■ WHAT IS REQUIRED:
Write the next part of the lab notes on speeding up CrateDB joins, starting right after their final paragraph.

■ PROVIDED TEXT:

# Lab Notes: How We Made Joins 23 Thousand Times Faster, Part One

2018-06-26, by Marios Trivyzas

Even though we target CrateDB at machine data use-cases, where denormalized schemas are common, joining tables can be a powerful tool for sophisticated analytics.

CrateDB has supported joins for a while. We use the nested loop algorithm, and in some instances, a modified version of this that optimizes for distributed query execution.

The nested loop algorithm is relatively simple to implement and was easily adjusted to execute cross joins, left outer joins, right outer joins, and full outer joins. This does however come at a cost.

The nested loop algorithm has a quadratic time complexity. Specifically, O(M * N), where M and N are the number of rows of the two tables joined, which is in turn bounded by O(N2) (N > M). If the joined tables have a high row cardinality, the number of operations required to perform the join increase quadratically, and so does execution time.

■ RAW DATA:

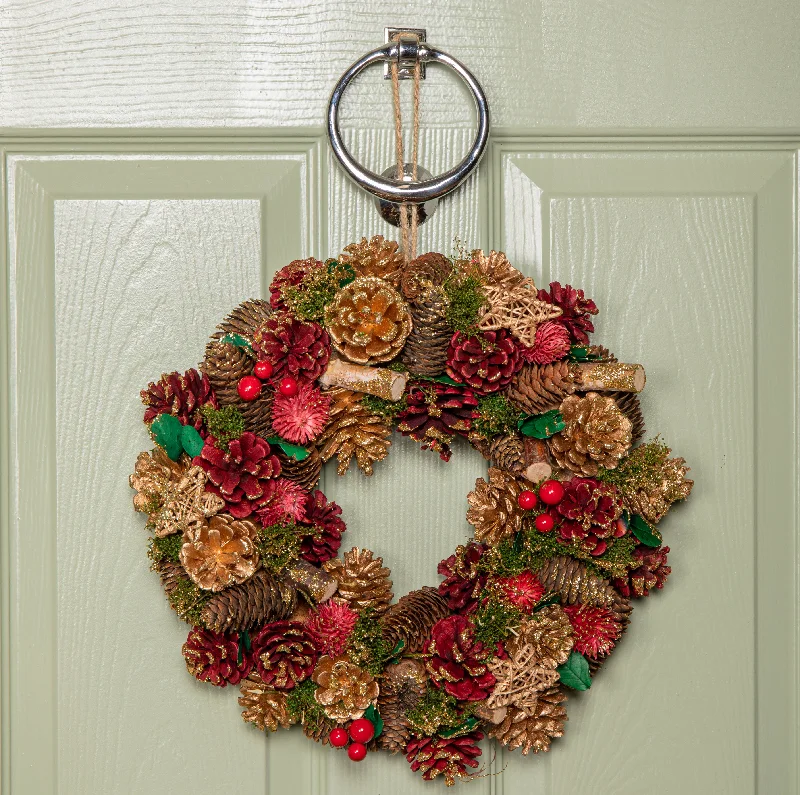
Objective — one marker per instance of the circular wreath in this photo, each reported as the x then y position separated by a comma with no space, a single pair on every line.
565,523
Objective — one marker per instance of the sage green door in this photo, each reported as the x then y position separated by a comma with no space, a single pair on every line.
161,160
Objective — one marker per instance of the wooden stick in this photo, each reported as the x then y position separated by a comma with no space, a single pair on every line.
378,381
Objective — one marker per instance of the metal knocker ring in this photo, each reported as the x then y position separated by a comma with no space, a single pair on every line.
391,189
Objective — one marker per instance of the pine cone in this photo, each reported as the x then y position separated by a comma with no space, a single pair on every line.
263,706
424,274
425,351
374,257
412,619
261,599
368,321
538,388
486,363
493,508
345,691
221,553
363,580
534,729
213,657
597,434
435,413
448,756
353,430
285,654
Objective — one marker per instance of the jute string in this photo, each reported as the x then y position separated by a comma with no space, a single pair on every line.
408,227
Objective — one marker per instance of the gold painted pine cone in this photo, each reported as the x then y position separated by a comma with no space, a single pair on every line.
221,553
368,321
597,434
345,691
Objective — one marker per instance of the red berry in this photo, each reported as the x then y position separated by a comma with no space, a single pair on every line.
249,387
362,730
551,492
544,523
263,369
288,386
357,751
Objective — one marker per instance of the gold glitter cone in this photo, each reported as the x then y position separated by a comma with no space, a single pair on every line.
597,434
363,580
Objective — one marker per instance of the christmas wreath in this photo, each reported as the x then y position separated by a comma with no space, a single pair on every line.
565,522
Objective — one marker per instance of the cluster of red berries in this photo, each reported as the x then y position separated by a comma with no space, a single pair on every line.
551,492
249,387
361,732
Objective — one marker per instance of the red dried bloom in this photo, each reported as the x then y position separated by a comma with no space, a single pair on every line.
213,657
180,395
325,525
239,476
575,310
594,629
487,363
457,661
463,582
651,572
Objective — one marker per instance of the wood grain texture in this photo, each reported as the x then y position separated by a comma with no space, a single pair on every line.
546,64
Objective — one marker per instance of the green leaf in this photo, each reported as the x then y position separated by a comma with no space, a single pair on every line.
191,441
292,450
542,426
374,717
166,431
644,532
574,672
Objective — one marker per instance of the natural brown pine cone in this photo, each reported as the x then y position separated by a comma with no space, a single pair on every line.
353,430
368,321
425,351
597,434
374,257
363,580
262,599
493,508
413,617
538,388
533,729
423,274
263,705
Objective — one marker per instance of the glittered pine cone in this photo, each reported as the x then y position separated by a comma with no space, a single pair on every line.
457,662
463,583
597,434
221,553
325,528
363,580
487,362
239,475
368,321
213,657
493,508
296,349
446,756
533,729
435,413
180,395
264,706
285,654
425,351
538,388
412,618
345,691
374,257
263,598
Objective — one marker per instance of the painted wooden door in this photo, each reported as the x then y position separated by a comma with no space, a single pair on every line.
160,161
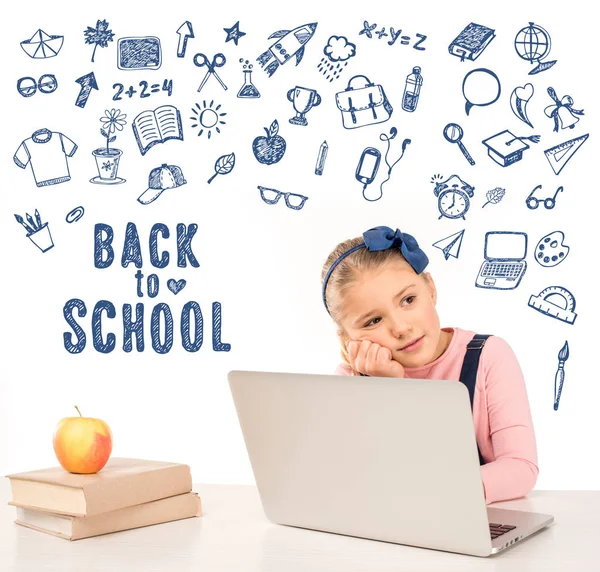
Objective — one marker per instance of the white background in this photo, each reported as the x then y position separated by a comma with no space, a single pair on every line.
263,262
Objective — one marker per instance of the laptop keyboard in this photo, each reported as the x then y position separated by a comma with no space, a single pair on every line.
501,269
497,530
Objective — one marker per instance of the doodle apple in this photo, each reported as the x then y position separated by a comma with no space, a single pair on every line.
269,149
82,444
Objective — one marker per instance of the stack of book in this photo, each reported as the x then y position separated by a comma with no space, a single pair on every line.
125,494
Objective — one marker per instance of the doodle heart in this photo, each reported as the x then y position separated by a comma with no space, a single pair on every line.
338,52
519,98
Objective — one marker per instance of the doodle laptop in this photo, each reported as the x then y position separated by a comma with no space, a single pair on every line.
504,263
377,458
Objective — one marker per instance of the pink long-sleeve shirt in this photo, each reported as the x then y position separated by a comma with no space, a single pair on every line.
501,414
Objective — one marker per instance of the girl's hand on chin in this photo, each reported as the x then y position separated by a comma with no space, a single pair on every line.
372,359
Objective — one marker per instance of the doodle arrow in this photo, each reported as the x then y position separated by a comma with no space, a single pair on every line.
87,82
185,31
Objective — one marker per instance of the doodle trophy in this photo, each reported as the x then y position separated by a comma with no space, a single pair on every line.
303,100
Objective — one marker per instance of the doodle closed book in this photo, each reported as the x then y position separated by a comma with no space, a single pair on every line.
157,126
471,41
178,507
122,482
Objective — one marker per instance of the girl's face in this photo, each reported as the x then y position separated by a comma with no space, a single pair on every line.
395,308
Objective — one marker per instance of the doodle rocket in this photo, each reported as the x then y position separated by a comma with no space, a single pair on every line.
289,43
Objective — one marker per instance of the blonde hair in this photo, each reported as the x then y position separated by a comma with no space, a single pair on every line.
348,272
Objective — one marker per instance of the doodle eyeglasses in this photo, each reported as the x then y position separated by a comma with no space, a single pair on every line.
292,200
27,86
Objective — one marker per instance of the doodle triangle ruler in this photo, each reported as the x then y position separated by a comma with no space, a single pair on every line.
559,155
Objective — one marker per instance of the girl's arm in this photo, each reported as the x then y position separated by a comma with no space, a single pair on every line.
514,471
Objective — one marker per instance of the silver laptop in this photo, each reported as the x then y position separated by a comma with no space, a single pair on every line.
378,458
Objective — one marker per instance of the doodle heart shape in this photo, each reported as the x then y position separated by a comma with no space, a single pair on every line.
524,92
176,286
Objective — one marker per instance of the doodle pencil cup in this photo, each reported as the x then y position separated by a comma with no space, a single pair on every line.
42,238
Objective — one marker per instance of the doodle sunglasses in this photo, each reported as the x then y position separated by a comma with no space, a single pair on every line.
27,86
292,200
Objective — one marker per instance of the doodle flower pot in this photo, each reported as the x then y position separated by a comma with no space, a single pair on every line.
107,161
42,238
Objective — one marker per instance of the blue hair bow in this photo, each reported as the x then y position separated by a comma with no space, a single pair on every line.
383,238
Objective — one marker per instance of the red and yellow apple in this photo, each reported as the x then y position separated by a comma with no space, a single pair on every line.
82,444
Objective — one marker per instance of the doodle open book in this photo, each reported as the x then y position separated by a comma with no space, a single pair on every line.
157,126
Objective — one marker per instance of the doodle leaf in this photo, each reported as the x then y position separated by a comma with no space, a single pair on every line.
225,164
494,196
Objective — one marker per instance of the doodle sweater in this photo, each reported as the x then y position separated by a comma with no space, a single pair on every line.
501,414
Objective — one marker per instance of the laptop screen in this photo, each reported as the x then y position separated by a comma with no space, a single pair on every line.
505,245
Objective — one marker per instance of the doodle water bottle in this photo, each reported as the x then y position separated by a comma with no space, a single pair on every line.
412,88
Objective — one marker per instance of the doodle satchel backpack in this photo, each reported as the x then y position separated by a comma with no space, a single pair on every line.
364,105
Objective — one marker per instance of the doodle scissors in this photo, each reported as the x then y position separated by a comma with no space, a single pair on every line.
200,60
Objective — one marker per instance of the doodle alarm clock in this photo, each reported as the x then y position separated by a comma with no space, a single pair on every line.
453,197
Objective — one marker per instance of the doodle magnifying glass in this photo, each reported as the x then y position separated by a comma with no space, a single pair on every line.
47,83
453,133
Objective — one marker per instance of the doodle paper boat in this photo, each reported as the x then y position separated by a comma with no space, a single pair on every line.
41,45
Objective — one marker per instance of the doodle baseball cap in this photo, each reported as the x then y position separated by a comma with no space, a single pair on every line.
160,179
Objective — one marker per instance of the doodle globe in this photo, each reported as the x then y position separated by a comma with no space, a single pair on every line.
532,43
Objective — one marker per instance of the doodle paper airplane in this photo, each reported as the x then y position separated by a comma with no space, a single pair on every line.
450,245
288,43
559,155
41,45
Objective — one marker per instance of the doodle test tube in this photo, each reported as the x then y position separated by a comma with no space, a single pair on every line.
321,158
412,89
248,90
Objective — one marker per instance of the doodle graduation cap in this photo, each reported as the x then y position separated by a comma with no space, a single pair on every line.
42,45
505,148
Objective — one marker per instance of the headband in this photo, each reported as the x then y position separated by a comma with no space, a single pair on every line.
383,238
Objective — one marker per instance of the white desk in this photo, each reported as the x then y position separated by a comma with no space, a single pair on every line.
235,536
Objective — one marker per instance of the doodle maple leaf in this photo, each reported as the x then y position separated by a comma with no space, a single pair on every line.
100,35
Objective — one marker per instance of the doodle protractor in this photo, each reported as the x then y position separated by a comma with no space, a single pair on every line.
542,303
519,99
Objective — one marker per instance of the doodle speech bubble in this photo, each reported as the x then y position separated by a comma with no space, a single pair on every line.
480,87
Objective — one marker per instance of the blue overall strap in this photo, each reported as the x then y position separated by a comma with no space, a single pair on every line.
468,373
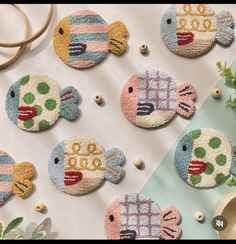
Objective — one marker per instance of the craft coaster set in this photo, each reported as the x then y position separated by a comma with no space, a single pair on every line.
204,157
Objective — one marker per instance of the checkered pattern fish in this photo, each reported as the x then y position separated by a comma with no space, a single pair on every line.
134,216
152,98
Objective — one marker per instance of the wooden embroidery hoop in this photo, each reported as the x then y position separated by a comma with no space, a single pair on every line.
27,39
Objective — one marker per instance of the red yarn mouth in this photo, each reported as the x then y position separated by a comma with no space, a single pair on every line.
184,38
26,113
72,177
196,167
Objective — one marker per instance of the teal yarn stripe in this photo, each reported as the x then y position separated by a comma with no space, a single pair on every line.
83,37
86,19
96,56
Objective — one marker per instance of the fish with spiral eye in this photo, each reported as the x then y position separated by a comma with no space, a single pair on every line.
190,30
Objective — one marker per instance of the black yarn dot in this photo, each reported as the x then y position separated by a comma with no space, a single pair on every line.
111,218
56,160
168,21
131,89
61,31
184,148
12,94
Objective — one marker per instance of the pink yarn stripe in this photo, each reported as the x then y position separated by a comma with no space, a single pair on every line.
6,169
88,28
84,13
5,186
83,63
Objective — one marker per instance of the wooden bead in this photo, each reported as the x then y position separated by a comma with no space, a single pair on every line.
216,93
98,99
199,216
138,162
143,48
39,207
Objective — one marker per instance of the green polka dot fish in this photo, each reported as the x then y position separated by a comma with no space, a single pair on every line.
205,158
35,102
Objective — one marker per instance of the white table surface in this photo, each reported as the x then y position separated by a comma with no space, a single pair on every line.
83,216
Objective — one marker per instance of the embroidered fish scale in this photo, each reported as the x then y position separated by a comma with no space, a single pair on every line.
205,158
35,102
152,98
133,216
79,165
190,30
84,39
14,178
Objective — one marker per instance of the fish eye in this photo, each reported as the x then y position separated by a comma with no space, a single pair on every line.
131,89
13,94
111,217
168,21
56,160
61,31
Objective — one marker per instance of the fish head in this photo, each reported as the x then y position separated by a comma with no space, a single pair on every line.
129,98
61,39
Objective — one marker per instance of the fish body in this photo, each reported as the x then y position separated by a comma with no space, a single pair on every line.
35,102
14,178
152,98
84,39
205,158
79,165
192,29
134,216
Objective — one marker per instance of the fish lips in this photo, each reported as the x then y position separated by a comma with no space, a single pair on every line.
196,167
72,178
26,113
184,38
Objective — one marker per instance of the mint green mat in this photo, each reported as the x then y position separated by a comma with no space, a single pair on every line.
166,187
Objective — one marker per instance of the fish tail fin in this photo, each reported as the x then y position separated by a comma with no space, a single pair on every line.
69,99
170,219
117,43
233,164
186,95
114,159
225,28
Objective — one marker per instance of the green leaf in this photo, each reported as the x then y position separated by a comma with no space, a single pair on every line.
12,225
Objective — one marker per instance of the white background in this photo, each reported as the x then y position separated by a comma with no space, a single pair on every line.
83,216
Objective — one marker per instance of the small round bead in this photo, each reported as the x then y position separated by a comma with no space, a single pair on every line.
98,99
138,162
199,216
143,48
39,207
216,93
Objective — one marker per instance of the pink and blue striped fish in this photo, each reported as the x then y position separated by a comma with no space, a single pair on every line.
84,39
14,178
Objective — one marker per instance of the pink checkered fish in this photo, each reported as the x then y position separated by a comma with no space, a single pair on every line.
134,216
152,98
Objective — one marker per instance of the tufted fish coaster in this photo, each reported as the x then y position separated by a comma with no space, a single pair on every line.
35,102
151,99
79,165
84,39
14,178
190,30
133,216
205,158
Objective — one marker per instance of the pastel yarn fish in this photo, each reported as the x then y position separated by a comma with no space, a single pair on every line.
14,178
152,98
205,158
80,165
35,102
133,216
192,29
84,39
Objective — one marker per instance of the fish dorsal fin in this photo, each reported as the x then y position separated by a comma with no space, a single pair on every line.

■ RESPONSE TO THE TASK:
Since many CrateDB users want to run joins on large tables for their analytics, we decided to introduce a new join algorithm that would have better join performance than the nested loop algorithm. This work is now complete, and in this post, I will show you how we approached the problem.

Please note: join algorithms and their performance characteristics are common knowledge for RDBMS developers. This miniseries is written for people who want a behind the scenes look as we implement these algorithms and adapt them for CrateDB and our distributed SQL query execution engine.

## Equi-Joins

An equi-join is an inner join where the join condition has a single equality operator (`=`) or multiple equality operators chained together with `AND` operators.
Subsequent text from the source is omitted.